*** Records for this exercise ***

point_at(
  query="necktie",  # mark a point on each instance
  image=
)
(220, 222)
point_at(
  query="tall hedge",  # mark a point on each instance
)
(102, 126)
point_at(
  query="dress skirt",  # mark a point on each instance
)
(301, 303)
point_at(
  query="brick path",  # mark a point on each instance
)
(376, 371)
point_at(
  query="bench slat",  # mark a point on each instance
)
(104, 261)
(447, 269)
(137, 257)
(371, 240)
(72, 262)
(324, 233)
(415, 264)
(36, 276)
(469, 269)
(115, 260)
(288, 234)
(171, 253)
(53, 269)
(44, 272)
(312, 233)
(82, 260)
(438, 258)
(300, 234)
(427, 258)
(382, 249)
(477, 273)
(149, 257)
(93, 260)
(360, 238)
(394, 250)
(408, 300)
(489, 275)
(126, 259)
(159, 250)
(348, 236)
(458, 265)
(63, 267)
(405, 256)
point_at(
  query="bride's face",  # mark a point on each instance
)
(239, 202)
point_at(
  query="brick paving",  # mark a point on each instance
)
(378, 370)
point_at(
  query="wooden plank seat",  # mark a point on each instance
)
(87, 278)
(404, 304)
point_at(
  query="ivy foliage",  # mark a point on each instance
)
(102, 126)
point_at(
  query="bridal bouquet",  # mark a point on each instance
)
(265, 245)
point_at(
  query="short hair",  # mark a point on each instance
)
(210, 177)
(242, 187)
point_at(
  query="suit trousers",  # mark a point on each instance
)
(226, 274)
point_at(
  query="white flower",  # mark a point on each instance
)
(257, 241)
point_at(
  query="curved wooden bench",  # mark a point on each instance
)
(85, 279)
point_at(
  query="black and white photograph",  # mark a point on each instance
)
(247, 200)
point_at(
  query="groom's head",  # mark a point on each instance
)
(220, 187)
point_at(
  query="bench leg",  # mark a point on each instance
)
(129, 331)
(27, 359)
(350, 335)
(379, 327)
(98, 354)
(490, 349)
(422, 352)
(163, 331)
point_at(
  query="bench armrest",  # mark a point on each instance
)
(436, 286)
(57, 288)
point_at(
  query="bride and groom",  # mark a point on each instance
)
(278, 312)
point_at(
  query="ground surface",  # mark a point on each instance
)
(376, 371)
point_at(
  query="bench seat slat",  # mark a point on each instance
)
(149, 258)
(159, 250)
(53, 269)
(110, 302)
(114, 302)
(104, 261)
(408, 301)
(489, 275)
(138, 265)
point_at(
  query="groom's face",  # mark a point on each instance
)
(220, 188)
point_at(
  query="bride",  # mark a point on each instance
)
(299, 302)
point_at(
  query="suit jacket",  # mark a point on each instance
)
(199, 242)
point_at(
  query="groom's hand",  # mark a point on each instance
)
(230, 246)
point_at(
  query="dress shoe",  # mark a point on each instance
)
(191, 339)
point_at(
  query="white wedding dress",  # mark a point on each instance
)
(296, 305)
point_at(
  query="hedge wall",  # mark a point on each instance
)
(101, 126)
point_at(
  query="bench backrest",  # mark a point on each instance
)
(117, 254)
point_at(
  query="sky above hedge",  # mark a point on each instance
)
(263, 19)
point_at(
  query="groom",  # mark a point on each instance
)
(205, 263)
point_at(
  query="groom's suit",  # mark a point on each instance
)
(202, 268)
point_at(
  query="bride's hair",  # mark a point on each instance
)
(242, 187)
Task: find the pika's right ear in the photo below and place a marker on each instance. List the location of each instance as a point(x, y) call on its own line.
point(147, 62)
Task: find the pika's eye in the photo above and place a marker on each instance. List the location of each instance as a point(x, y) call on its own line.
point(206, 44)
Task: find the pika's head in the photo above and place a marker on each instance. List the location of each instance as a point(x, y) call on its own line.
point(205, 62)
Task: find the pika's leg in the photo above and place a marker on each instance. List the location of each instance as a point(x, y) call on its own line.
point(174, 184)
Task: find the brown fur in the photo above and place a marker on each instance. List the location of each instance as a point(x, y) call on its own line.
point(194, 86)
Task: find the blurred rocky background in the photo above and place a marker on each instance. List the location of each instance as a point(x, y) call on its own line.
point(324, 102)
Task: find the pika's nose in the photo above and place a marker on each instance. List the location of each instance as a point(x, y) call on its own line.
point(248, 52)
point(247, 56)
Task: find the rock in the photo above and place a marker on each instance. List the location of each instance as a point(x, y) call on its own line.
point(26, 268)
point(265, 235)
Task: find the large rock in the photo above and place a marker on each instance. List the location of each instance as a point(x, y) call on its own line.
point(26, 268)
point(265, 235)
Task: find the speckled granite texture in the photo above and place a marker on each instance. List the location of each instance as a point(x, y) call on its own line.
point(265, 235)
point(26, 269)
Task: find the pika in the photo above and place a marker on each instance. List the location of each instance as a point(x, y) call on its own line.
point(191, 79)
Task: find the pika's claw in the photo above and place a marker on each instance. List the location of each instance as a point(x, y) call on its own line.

*** End of Records for this exercise ***

● Exercise brief:
Report all lines of the data above that include the string "hedge".

● Written answer:
  query="tall hedge",  # mark a point on each instance
  query="hedge wall",  # mark a point on each instance
  query="sky above hedge",  # mark a point on each instance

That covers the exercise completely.